## Text passage
--
Fine tuning the pre trained model to follow instructions and emotion.

Aryan Deore
SFTFine-tuningInstruction Fine-tuningLlama
Instruction Fine-tuning

Listen to the podcast version of this article generated by NotebookLM.

Teaching a pre-trained language model to follow prompts like "write a sad story about a lost dog."

Prompt:

Write a story about: a little girl who lost her toy
With: sad ending

30M SFT output:

Once upon a time, there was a little girl. She had a toy that was very special. It was a big, red toy. She loved it so much that she hugged it tightly.

One day, the little girl lost her toy. She looked everywhere but couldn't find it. It was nowhere to be found. The little girl was very sad. She started to cry.

The little girl was so sad. She asked all her friends, but none of them had the toy. Then she said, "Please, let me hug it." But it was too late. The toy was gone forever.

125M SFT output (same prompt):

Once upon a time, there was a little girl who was very lucky. She had a beautiful toy box full of fun toys. One day, she wanted to show her toy box to her parents. She was so excited that she couldn't wait to get home. But when she got home, she noticed that her mom and dad were not there to show her the toy box. She was so sad and felt very unlucky. She began to cry and even more tears rolled down her face. She was so unlucky that she never got to show her parents her lucky toy box again.
--
## Entries shown
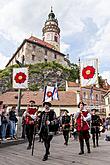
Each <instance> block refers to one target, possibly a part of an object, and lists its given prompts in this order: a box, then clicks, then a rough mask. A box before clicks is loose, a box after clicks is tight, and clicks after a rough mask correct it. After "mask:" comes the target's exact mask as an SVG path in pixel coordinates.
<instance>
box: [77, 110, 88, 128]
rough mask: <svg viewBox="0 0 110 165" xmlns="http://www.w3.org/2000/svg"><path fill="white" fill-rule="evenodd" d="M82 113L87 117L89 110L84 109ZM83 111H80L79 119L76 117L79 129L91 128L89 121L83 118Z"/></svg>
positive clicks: (85, 116)
mask: <svg viewBox="0 0 110 165" xmlns="http://www.w3.org/2000/svg"><path fill="white" fill-rule="evenodd" d="M82 115H83V116H84V117H87V115H88V111H82ZM81 118H82V117H81V112H80V113H79V115H78V117H77V119H76V123H77V131H87V130H89V129H90V128H89V124H88V122H87V121H84V120H82V119H81Z"/></svg>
--
## Exercise
In the fine-tuning text, what tool generated the podcast version of the article?

## Answer for the task
NotebookLM